▶ _What is expected_: Starting at the line that contains "Target: distant treeline", reproduce every line through the end of the entries below, with no pictures in the copy.
========
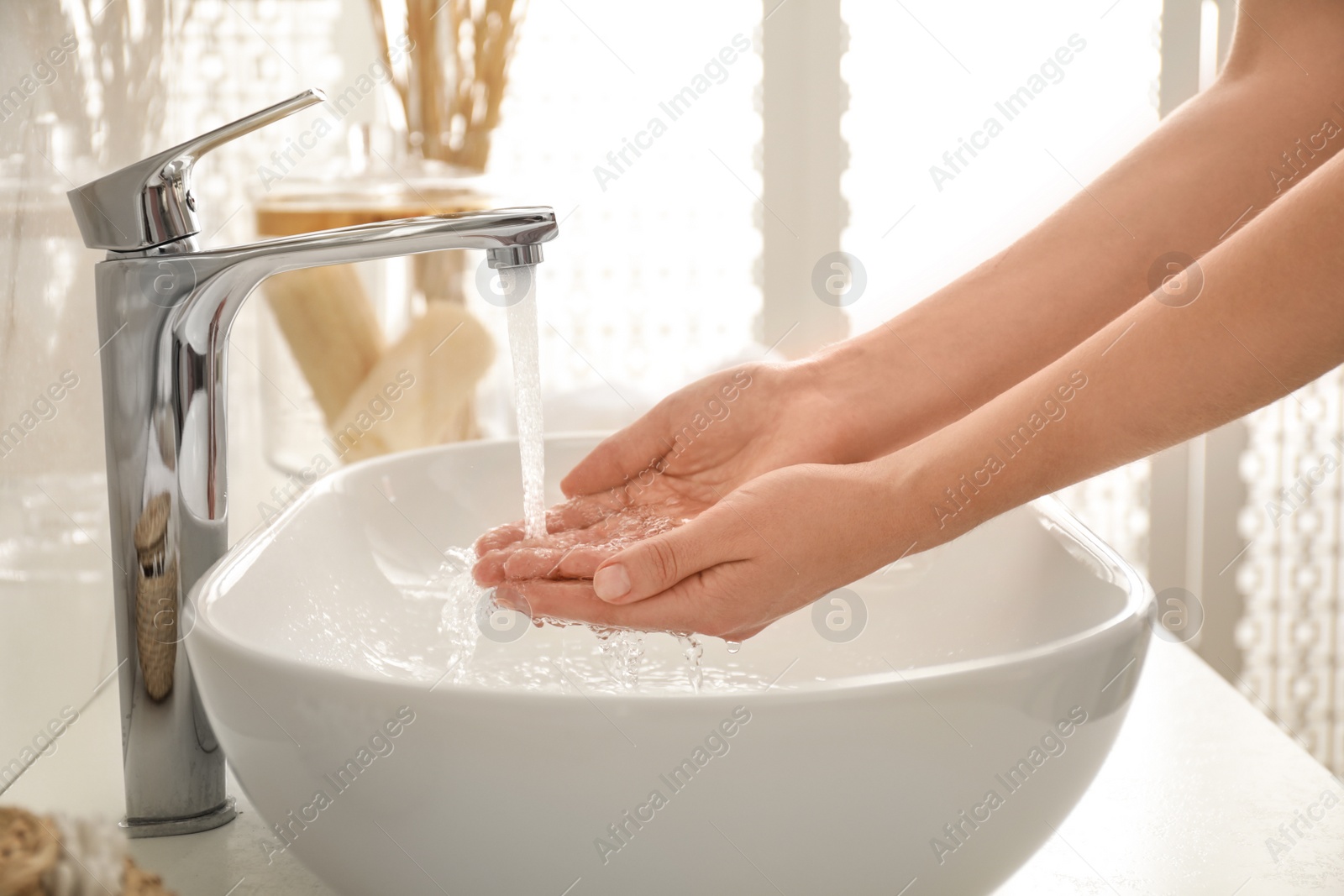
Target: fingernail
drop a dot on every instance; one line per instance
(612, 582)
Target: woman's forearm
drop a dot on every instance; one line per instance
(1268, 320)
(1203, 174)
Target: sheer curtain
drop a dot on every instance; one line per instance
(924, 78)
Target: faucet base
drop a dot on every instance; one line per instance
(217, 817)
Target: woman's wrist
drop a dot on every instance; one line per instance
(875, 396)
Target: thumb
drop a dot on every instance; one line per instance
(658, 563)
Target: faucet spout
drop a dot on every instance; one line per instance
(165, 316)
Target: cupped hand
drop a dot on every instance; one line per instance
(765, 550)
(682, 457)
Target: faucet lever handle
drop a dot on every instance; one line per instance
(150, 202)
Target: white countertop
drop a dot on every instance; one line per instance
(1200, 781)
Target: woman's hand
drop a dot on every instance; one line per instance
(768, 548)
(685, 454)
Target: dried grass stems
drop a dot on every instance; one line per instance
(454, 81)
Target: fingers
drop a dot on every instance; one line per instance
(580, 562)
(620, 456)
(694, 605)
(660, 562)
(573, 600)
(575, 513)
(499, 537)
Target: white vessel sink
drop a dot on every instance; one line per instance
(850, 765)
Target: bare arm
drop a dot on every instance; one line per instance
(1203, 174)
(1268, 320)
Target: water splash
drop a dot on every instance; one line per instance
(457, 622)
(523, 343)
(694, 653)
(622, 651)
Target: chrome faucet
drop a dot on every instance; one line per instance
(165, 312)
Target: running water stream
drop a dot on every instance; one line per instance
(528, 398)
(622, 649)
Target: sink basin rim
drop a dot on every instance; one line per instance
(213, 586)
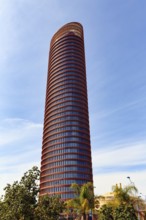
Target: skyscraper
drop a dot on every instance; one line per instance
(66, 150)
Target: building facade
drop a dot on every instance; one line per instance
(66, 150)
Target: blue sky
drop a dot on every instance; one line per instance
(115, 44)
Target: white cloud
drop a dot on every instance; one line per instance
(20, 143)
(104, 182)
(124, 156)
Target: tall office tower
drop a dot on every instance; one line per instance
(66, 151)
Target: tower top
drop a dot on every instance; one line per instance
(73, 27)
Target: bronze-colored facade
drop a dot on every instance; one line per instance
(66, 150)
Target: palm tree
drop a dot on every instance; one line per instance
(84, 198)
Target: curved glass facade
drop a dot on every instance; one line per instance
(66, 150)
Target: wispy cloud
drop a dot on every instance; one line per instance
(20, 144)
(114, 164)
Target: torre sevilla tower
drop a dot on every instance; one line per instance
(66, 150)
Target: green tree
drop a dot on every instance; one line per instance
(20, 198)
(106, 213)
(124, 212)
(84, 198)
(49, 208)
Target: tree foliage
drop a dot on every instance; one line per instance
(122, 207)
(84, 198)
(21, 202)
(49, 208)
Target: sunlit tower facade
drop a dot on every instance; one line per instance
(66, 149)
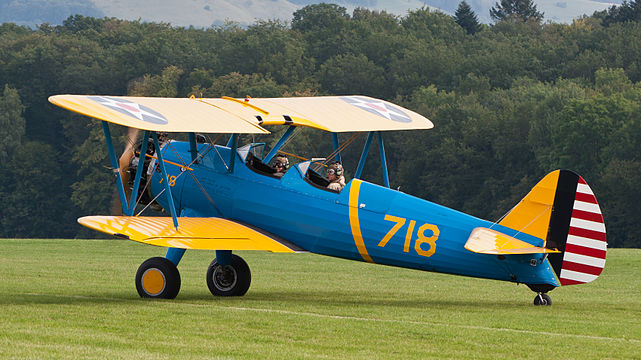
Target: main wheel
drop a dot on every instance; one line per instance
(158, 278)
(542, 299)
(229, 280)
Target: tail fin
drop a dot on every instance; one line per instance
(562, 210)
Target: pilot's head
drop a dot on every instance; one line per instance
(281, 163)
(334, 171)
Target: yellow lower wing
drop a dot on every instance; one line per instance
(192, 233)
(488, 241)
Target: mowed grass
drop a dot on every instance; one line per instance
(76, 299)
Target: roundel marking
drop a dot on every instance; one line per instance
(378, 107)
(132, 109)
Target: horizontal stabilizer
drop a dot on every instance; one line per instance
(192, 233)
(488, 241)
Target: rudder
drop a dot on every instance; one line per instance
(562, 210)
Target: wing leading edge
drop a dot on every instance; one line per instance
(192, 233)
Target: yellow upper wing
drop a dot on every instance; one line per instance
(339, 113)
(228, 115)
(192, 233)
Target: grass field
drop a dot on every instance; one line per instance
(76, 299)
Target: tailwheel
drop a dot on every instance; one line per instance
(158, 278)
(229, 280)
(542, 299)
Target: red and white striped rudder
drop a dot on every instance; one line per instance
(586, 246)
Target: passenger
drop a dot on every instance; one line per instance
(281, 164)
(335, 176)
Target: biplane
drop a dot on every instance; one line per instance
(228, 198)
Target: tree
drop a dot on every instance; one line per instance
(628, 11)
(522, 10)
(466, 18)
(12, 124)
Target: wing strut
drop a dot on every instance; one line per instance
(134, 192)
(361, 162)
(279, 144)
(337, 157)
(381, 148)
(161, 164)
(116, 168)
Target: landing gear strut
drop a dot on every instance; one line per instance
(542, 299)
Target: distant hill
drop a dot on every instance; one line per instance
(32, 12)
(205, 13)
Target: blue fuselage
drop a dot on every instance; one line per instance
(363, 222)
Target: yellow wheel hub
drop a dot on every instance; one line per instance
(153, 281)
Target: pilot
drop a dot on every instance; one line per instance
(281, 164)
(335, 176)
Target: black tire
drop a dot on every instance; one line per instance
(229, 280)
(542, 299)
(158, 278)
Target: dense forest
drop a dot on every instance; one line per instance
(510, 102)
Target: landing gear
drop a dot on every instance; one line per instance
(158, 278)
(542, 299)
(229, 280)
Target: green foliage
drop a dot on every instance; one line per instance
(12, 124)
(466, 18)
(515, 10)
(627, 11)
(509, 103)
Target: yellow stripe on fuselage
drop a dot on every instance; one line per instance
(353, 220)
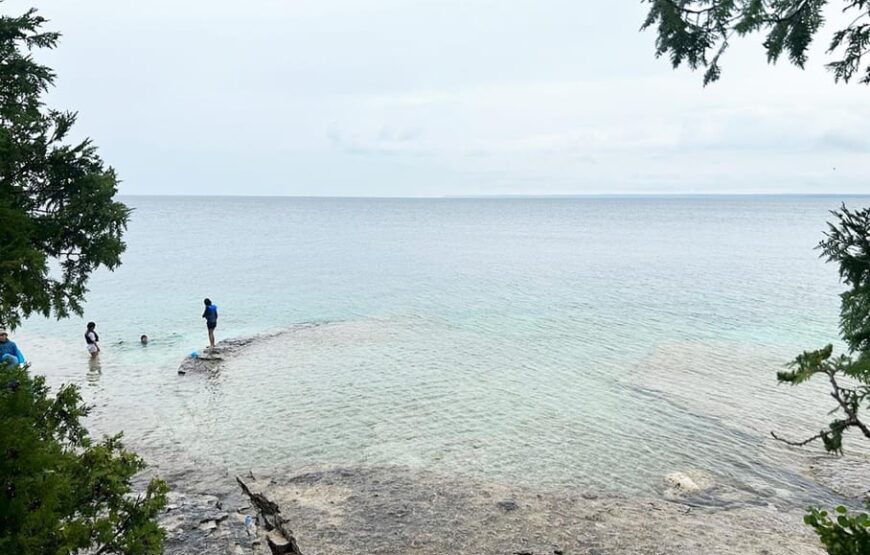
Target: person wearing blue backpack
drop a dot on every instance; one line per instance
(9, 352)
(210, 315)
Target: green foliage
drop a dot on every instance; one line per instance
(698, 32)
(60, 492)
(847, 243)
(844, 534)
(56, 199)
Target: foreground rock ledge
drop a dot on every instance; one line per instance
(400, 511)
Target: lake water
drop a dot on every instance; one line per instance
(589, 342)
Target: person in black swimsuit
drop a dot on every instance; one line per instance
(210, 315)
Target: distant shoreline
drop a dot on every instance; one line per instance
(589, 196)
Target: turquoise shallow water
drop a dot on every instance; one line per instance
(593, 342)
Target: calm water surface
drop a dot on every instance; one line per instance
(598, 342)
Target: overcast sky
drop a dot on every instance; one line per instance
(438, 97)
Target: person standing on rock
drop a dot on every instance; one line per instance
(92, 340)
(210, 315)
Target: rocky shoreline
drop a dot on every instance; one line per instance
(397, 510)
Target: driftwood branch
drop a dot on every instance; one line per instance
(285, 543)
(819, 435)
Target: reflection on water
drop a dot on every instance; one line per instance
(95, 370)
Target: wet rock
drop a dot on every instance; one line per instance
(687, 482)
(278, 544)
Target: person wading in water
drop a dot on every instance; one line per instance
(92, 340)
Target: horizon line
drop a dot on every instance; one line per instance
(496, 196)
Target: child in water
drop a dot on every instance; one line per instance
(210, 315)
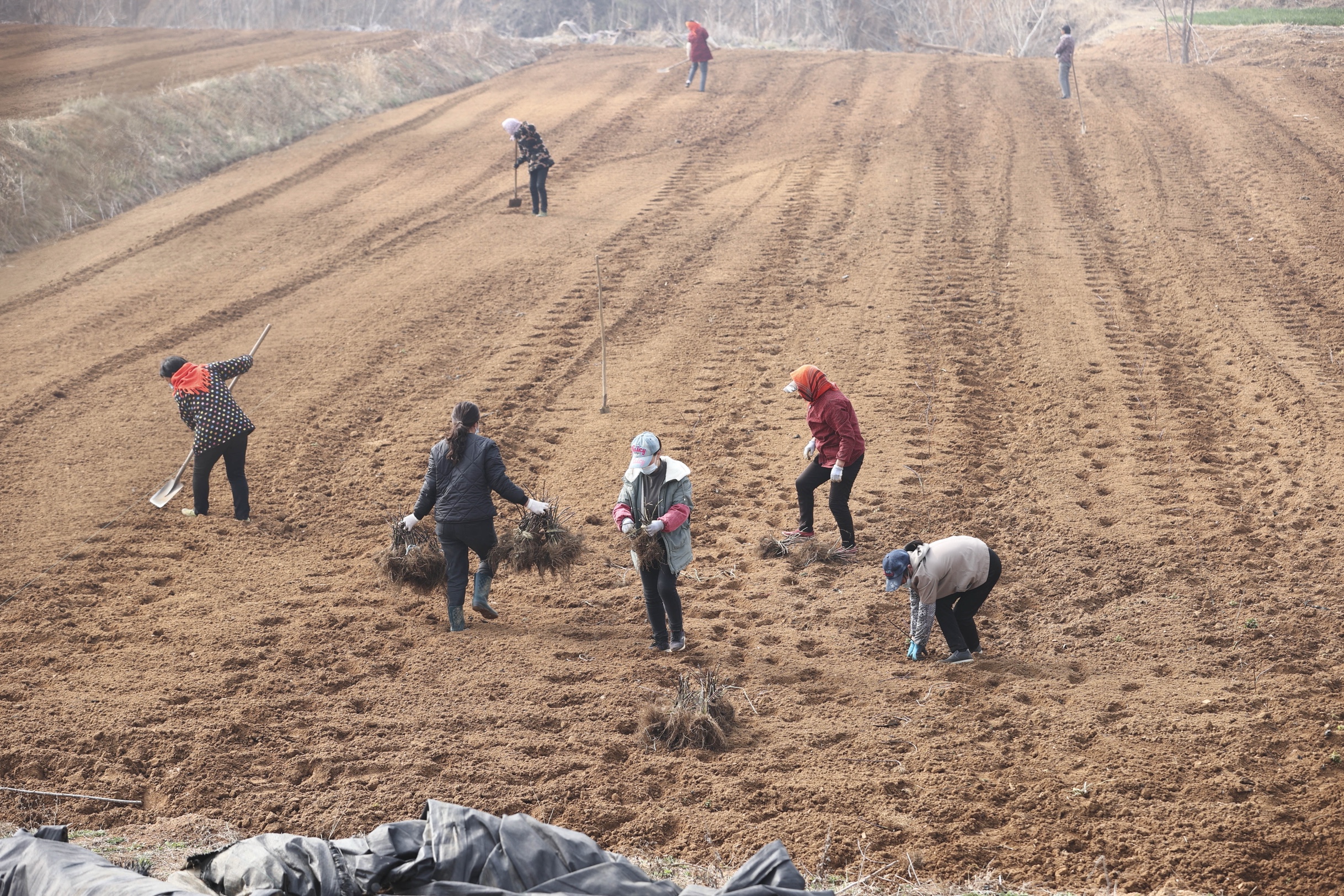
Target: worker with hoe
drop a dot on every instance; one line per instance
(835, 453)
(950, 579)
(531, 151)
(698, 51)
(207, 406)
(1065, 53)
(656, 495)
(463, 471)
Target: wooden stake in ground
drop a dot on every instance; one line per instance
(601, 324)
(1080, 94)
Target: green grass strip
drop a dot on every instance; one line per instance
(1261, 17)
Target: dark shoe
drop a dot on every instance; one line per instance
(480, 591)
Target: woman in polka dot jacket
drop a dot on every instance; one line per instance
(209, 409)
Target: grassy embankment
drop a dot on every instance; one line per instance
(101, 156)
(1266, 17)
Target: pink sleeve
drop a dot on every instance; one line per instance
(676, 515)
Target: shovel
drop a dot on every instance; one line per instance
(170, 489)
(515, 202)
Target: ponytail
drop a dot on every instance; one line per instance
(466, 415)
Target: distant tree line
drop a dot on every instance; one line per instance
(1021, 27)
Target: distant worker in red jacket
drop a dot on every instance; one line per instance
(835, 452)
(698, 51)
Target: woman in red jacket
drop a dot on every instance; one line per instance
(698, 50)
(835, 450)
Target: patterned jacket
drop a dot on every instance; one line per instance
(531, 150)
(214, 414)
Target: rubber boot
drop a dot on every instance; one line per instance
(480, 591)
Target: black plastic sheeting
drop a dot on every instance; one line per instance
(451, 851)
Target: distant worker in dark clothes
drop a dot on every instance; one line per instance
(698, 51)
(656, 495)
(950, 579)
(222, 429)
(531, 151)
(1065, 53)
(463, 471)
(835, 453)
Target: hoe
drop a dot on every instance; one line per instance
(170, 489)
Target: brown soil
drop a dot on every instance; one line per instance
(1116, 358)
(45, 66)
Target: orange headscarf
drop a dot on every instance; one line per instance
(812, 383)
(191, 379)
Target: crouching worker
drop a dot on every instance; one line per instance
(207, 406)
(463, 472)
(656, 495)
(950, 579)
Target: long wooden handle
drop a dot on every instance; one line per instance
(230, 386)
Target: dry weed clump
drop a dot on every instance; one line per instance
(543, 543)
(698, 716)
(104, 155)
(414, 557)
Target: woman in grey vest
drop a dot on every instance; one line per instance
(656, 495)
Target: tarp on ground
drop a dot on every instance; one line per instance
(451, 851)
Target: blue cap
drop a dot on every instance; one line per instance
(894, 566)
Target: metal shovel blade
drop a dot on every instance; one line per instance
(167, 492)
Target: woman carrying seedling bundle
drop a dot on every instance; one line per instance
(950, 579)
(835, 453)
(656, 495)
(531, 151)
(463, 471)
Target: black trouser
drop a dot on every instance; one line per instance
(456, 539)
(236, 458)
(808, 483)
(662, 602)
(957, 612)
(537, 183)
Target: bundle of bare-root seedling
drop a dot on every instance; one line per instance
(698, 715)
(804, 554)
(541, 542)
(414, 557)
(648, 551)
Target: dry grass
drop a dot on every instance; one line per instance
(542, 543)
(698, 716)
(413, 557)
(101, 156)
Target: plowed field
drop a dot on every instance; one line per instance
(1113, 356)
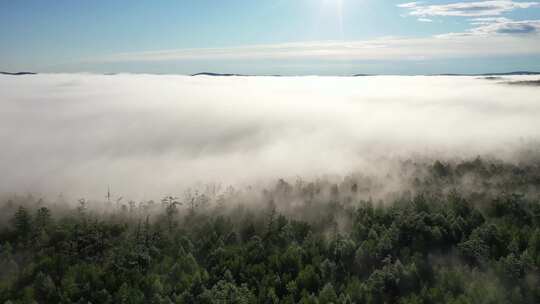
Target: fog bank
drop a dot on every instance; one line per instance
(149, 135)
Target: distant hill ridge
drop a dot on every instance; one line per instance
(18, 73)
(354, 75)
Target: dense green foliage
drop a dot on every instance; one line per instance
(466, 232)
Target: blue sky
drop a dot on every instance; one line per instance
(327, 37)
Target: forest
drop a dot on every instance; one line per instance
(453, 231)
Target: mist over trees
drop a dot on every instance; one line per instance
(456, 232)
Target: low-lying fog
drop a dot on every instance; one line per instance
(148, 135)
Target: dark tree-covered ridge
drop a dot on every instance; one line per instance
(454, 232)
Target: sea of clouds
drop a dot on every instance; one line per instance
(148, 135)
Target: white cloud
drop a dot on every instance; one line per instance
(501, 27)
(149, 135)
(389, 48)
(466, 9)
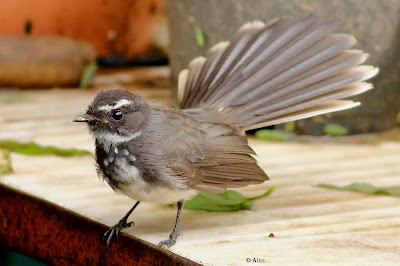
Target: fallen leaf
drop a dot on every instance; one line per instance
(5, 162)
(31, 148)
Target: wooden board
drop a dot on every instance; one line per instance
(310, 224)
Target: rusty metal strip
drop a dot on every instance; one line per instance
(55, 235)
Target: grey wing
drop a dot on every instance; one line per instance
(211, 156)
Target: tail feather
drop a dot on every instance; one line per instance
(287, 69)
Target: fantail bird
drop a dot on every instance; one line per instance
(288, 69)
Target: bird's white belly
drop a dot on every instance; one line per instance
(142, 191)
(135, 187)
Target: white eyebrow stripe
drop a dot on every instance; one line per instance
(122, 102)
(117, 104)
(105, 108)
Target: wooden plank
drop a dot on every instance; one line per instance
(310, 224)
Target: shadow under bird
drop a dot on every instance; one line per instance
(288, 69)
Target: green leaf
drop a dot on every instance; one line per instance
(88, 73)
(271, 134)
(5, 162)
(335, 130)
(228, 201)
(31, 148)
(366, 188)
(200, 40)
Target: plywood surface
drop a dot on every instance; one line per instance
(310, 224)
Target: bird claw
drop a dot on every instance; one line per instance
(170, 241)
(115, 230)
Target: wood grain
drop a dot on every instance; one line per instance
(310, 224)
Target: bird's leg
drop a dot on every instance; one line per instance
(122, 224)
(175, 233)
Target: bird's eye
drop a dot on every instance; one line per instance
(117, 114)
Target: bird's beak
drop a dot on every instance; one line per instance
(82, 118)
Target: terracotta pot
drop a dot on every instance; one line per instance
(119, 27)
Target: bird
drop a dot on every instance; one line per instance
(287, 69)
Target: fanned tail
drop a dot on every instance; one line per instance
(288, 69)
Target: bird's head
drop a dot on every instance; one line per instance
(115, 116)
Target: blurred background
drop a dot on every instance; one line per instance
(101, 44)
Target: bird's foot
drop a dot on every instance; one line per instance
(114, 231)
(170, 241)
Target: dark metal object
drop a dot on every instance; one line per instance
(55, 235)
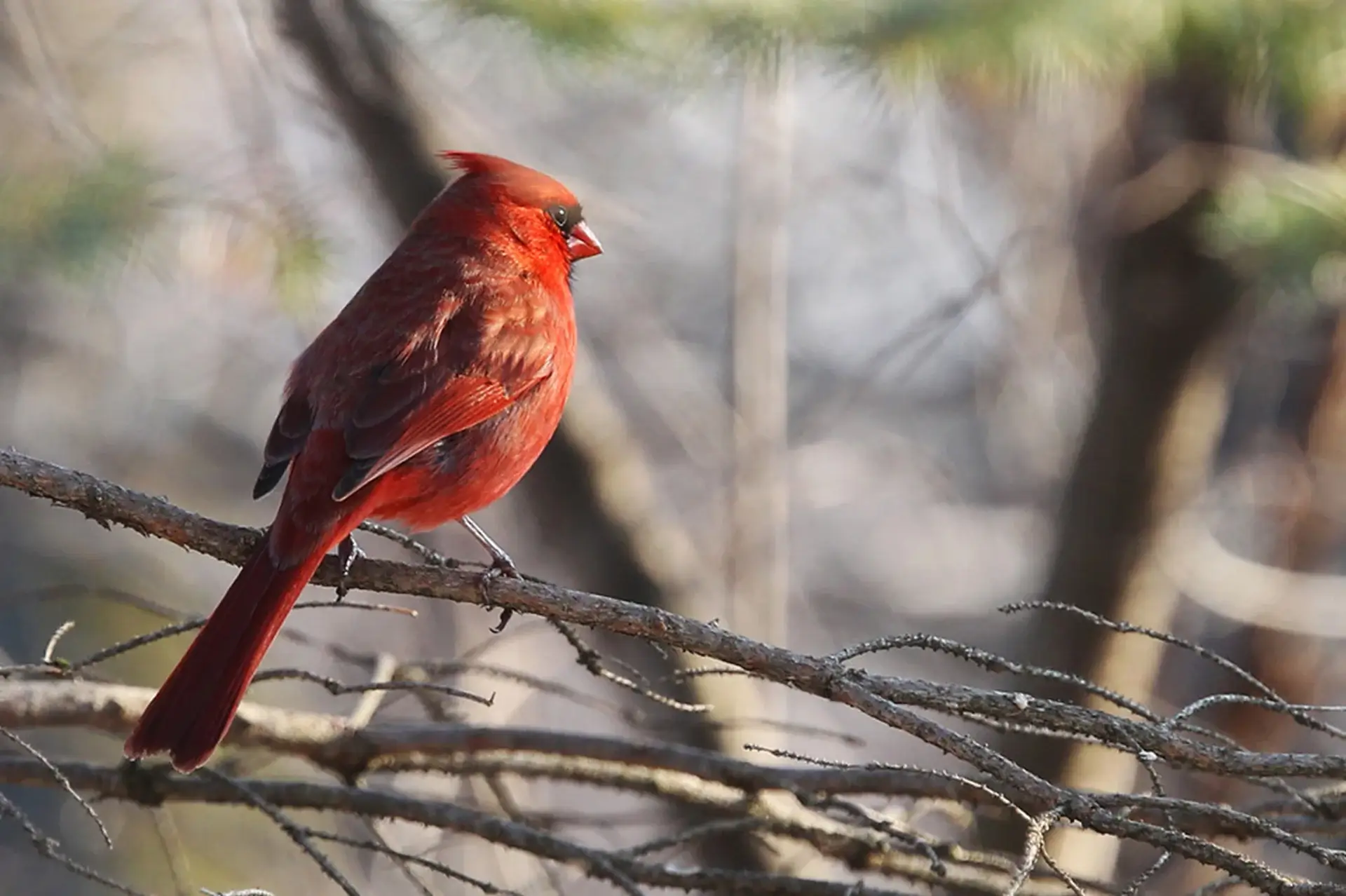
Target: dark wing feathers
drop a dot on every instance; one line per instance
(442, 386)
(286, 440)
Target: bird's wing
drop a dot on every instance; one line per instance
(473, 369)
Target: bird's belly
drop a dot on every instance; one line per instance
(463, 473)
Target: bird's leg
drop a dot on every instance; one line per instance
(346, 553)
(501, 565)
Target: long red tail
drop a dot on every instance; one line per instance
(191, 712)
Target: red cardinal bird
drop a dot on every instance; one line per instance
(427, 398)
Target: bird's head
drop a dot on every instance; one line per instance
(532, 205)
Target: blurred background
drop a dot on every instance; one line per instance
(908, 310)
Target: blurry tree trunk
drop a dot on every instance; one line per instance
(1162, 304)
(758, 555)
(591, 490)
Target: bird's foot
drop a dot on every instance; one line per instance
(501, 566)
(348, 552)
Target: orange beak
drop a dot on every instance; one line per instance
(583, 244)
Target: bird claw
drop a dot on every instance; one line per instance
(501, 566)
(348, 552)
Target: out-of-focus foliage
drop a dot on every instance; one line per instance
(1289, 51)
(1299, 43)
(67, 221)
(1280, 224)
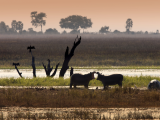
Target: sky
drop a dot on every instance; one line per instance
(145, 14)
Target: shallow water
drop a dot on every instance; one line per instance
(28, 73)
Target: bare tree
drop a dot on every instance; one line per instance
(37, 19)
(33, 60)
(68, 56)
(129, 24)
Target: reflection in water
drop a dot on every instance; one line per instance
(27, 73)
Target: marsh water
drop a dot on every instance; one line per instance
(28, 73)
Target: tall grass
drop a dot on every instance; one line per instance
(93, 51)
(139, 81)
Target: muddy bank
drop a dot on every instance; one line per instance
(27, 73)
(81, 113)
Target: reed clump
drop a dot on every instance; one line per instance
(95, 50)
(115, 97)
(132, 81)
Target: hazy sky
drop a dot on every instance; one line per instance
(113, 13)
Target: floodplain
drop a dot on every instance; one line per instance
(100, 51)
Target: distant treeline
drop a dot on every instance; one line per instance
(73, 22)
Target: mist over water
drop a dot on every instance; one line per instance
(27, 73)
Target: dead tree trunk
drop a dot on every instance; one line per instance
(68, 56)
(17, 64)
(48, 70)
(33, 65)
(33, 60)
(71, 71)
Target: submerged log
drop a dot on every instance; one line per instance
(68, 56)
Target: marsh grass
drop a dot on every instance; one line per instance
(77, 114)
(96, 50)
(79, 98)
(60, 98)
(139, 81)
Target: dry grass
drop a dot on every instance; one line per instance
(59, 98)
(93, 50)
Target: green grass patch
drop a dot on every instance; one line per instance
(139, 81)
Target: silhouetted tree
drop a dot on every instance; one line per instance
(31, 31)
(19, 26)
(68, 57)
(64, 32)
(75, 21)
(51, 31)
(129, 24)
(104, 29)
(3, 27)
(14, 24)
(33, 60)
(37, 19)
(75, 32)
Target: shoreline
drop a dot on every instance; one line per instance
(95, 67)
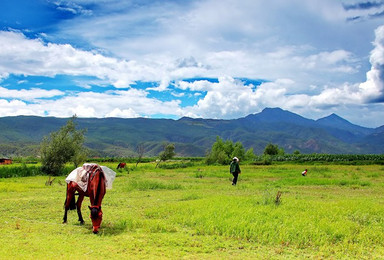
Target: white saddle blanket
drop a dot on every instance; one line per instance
========
▶ _Expected answer_:
Target: distant treeline
drop a dot on every instance; one line per instance
(73, 22)
Target: mist over water
drop a dot on every instance; one line per instance
(27, 73)
Target: dead tree trunk
drop a dot on every instance; one line per instance
(68, 56)
(17, 64)
(48, 70)
(33, 65)
(33, 60)
(71, 71)
Target: submerged log
drop a dot on every instance; one line per instance
(68, 56)
Target: marsh grass
drop a dot on every instance; one line per instance
(77, 114)
(96, 50)
(79, 98)
(60, 98)
(139, 81)
Target: dry grass
drop a dot on every instance; one line per instance
(59, 98)
(93, 50)
Target: green grass patch
drop a dot on every instance; one line per instance
(139, 81)
Target: silhouetted tree
drop a dot on every instance; one line per instance
(31, 31)
(19, 26)
(68, 57)
(64, 32)
(75, 21)
(51, 31)
(129, 24)
(104, 29)
(3, 27)
(14, 24)
(33, 60)
(37, 19)
(75, 32)
Target: shoreline
drop a dot on every instance; one line per instance
(95, 67)
Target: white saddle blanket
drop a dot on every instance; one line per instance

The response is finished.